-- start of RECORD LIST --

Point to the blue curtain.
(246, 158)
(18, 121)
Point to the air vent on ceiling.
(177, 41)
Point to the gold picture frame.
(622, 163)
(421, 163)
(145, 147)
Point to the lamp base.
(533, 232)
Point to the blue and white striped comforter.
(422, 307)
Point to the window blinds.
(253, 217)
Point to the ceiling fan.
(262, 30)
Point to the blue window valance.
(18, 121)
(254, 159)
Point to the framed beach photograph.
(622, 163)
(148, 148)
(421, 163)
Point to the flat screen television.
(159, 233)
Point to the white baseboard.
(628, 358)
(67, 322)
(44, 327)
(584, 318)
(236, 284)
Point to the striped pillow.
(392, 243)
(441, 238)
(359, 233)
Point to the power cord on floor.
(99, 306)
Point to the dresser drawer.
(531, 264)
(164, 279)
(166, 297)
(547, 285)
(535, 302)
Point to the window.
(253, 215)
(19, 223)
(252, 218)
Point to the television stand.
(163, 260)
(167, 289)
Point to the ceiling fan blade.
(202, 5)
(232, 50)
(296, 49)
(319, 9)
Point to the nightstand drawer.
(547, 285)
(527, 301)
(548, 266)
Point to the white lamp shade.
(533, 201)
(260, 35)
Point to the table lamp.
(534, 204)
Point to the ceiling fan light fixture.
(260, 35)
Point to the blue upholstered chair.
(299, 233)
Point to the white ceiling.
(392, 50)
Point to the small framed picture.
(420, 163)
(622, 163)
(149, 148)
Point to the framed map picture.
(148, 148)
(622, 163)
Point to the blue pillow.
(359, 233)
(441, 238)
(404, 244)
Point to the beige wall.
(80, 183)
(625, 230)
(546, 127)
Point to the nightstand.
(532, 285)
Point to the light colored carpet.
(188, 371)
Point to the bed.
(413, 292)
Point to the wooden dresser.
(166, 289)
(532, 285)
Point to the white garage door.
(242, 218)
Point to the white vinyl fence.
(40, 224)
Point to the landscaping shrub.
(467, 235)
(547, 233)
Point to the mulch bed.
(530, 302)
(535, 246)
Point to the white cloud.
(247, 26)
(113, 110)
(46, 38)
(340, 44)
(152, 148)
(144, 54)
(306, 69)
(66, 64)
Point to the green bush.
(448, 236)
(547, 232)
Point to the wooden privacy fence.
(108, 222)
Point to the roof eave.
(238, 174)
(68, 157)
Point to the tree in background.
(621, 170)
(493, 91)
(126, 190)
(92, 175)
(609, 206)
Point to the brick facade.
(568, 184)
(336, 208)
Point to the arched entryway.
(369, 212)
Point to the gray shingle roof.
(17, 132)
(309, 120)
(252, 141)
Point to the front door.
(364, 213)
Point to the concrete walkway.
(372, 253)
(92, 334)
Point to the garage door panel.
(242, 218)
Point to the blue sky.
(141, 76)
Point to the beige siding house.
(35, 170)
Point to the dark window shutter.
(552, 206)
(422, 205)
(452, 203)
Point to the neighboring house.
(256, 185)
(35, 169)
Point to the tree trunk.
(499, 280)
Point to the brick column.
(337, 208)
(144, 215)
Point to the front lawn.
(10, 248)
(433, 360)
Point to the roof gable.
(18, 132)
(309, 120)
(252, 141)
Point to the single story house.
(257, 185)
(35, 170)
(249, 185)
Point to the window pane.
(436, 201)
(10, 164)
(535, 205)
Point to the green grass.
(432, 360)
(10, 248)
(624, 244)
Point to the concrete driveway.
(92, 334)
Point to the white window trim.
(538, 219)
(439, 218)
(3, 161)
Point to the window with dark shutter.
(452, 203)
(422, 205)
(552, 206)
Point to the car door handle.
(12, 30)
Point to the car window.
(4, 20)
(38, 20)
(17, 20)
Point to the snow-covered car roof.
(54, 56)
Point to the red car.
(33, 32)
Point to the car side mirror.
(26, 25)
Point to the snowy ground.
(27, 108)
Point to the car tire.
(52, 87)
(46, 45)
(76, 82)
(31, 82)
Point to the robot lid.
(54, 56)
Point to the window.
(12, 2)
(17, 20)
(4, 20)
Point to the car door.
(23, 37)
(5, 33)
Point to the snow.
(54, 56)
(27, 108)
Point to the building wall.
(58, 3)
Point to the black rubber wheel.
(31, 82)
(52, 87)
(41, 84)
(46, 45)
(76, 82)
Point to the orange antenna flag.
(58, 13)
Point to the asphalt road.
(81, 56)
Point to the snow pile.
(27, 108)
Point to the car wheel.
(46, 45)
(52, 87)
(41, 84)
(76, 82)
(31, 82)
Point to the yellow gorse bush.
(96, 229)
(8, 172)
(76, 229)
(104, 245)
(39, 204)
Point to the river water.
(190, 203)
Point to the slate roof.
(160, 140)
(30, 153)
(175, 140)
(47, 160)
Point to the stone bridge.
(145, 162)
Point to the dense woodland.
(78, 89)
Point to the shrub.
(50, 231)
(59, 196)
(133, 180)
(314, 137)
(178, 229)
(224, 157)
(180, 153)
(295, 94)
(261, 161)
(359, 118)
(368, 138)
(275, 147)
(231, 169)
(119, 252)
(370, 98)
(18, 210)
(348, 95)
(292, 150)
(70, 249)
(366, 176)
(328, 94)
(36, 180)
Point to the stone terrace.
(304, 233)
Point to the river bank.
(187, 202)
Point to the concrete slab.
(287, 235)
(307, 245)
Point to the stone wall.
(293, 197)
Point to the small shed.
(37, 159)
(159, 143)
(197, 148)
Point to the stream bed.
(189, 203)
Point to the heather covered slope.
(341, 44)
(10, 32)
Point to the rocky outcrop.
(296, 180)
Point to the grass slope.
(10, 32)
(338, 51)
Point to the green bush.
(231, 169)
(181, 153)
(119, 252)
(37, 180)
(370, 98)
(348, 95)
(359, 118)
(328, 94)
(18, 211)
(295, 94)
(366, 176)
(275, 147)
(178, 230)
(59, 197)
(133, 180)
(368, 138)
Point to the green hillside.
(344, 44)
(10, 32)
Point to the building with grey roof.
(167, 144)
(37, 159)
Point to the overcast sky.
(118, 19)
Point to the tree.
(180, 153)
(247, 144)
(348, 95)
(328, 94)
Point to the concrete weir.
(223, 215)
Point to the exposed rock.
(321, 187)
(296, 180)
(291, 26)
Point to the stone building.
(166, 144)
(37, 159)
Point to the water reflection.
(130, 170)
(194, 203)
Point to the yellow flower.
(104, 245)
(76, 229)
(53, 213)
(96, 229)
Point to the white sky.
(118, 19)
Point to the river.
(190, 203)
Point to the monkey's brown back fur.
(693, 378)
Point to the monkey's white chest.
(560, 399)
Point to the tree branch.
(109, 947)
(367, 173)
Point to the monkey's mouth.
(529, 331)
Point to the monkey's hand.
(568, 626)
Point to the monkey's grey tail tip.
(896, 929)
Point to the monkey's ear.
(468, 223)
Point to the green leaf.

-- end of RECORD LIST --

■ AIM OF THE EXERCISE ■
Each of the records should be retyped exactly.

■ SOLUTION FOR THIS TASK ■
Point to the blue curtain.
(246, 158)
(18, 121)
Point to the air vent on ceiling.
(177, 41)
Point to the gold picture frame.
(622, 163)
(421, 163)
(145, 147)
Point to the lamp base.
(533, 232)
Point to the blue and white striped comforter.
(422, 307)
Point to the window blinds.
(253, 217)
Point to the ceiling fan.
(262, 30)
Point to the blue window valance.
(18, 121)
(254, 159)
Point to the framed beach photograph.
(622, 163)
(148, 148)
(421, 163)
Point to the flat screen television.
(159, 233)
Point to the white baseboard.
(628, 358)
(67, 322)
(44, 327)
(584, 318)
(236, 284)
Point to the striped pillow.
(392, 243)
(441, 238)
(359, 233)
Point to the power cord on floor.
(99, 306)
Point to the dresser drawer.
(531, 264)
(164, 279)
(166, 297)
(547, 285)
(535, 302)
Point to the window.
(253, 215)
(19, 223)
(252, 218)
Point to the television stand.
(163, 260)
(167, 289)
Point to the ceiling fan blade.
(202, 5)
(232, 50)
(296, 49)
(319, 9)
Point to the nightstand drawer.
(547, 285)
(527, 301)
(548, 266)
Point to the white lamp shade.
(533, 201)
(260, 35)
Point to the table lamp.
(534, 204)
Point to the ceiling fan light fixture.
(260, 35)
Point to the blue upholstered chair.
(299, 233)
Point to the white ceiling.
(392, 50)
Point to the small framed picture.
(420, 163)
(622, 163)
(149, 148)
Point to the framed map picture.
(148, 148)
(622, 163)
Point to the blue pillow.
(359, 233)
(441, 238)
(404, 244)
Point to the beige wall.
(80, 183)
(625, 230)
(546, 127)
Point to the nightstand.
(532, 285)
Point to the light colored carpet.
(188, 371)
Point to the bed.
(413, 292)
Point to the wooden dresser.
(166, 289)
(532, 285)
Point to the white garage door.
(242, 218)
Point to the white vinyl fence.
(40, 224)
Point to the landscaping shrub.
(467, 235)
(547, 233)
Point to the mulch bed.
(530, 302)
(535, 246)
Point to the white cloud.
(247, 26)
(113, 110)
(46, 38)
(340, 44)
(152, 148)
(144, 54)
(306, 69)
(66, 64)
Point to the green bush.
(448, 236)
(547, 232)
Point to the wooden privacy fence.
(108, 222)
Point to the roof eave.
(238, 174)
(68, 157)
Point to the tree in background.
(621, 170)
(493, 91)
(126, 190)
(92, 175)
(609, 206)
Point to the brick facade.
(568, 184)
(336, 208)
Point to the arched entryway.
(369, 212)
Point to the gray shingle roof.
(17, 132)
(309, 120)
(252, 141)
Point to the front door.
(364, 213)
Point to the concrete walkway.
(372, 253)
(92, 334)
Point to the garage door panel.
(242, 218)
Point to the blue sky.
(141, 76)
Point to the beige siding house.
(35, 170)
Point to the dark window shutter.
(552, 206)
(422, 205)
(452, 203)
Point to the neighboring house.
(256, 185)
(35, 169)
Point to the tree trunk.
(499, 280)
Point to the brick column.
(337, 208)
(144, 215)
Point to the front lawn.
(10, 248)
(433, 360)
Point to the roof gable.
(18, 132)
(309, 120)
(252, 141)
Point to the single story house.
(257, 185)
(35, 170)
(249, 185)
Point to the window pane.
(436, 201)
(10, 164)
(535, 205)
Point to the green grass.
(432, 360)
(10, 248)
(624, 244)
Point to the concrete driveway.
(92, 334)
Point to the white window trim.
(538, 219)
(439, 218)
(3, 161)
Point to the window with dark shutter.
(452, 203)
(422, 205)
(552, 206)
Point to the car door handle.
(12, 30)
Point to the car window.
(4, 20)
(38, 20)
(17, 20)
Point to the snow-covered car roof.
(54, 56)
Point to the red car.
(33, 32)
Point to the car side mirror.
(26, 25)
Point to the snowy ground.
(27, 108)
Point to the car tire.
(52, 87)
(46, 45)
(76, 82)
(31, 82)
Point to the robot lid.
(54, 56)
Point to the window.
(12, 2)
(17, 20)
(4, 20)
Point to the car door.
(23, 37)
(5, 33)
Point to the snow.
(54, 56)
(27, 108)
Point to the building wall.
(58, 3)
Point to the black rubber wheel.
(31, 82)
(52, 87)
(41, 84)
(46, 45)
(76, 82)
Point to the orange antenna flag.
(58, 13)
Point to the asphalt road.
(81, 56)
Point to the snow pile.
(27, 108)
Point to the car wheel.
(46, 45)
(52, 87)
(41, 84)
(76, 82)
(31, 82)
Point to the yellow gorse bush.
(96, 229)
(8, 172)
(76, 229)
(104, 245)
(39, 204)
Point to the river water.
(190, 203)
Point to the slate roof.
(160, 140)
(30, 153)
(175, 140)
(47, 160)
Point to the stone bridge.
(145, 162)
Point to the dense woodland.
(78, 89)
Point to the shrub.
(50, 231)
(59, 196)
(133, 180)
(314, 137)
(178, 229)
(224, 157)
(180, 153)
(295, 94)
(261, 161)
(359, 118)
(368, 138)
(275, 147)
(231, 169)
(119, 252)
(370, 98)
(18, 210)
(348, 95)
(292, 150)
(70, 249)
(366, 176)
(328, 94)
(36, 180)
Point to the stone terrace.
(304, 233)
Point to the river bank.
(187, 202)
Point to the concrete slab.
(287, 235)
(307, 245)
Point to the stone wall.
(293, 197)
Point to the small shed.
(37, 159)
(159, 143)
(197, 148)
Point to the stream bed.
(189, 203)
Point to the heather covered slope.
(341, 44)
(10, 32)
Point to the rocky outcrop.
(296, 180)
Point to the grass slope.
(10, 32)
(338, 51)
Point to the green bush.
(231, 169)
(181, 153)
(119, 252)
(37, 180)
(370, 98)
(348, 95)
(359, 118)
(328, 94)
(18, 211)
(295, 94)
(366, 176)
(275, 147)
(178, 230)
(59, 197)
(133, 180)
(368, 138)
Point to the green hillside.
(344, 44)
(10, 32)
Point to the building with grey roof.
(167, 144)
(37, 159)
Point to the overcast sky.
(118, 19)
Point to the tree.
(180, 153)
(247, 144)
(348, 95)
(328, 94)
Point to the concrete weir.
(223, 215)
Point to the exposed rock.
(321, 187)
(296, 180)
(291, 26)
Point to the stone building.
(166, 144)
(37, 159)
Point to the water reflection.
(130, 170)
(194, 203)
Point to the yellow flower.
(104, 245)
(76, 229)
(53, 213)
(96, 229)
Point to the white sky.
(118, 19)
Point to the river.
(190, 203)
Point to the monkey's brown back fur.
(693, 378)
Point to the monkey's white chest.
(560, 399)
Point to the tree branch.
(109, 947)
(367, 173)
Point to the monkey's mouth.
(529, 331)
Point to the monkey's hand.
(568, 626)
Point to the monkey's grey tail tip.
(896, 929)
Point to the monkey's ear.
(468, 223)
Point to the green leaf.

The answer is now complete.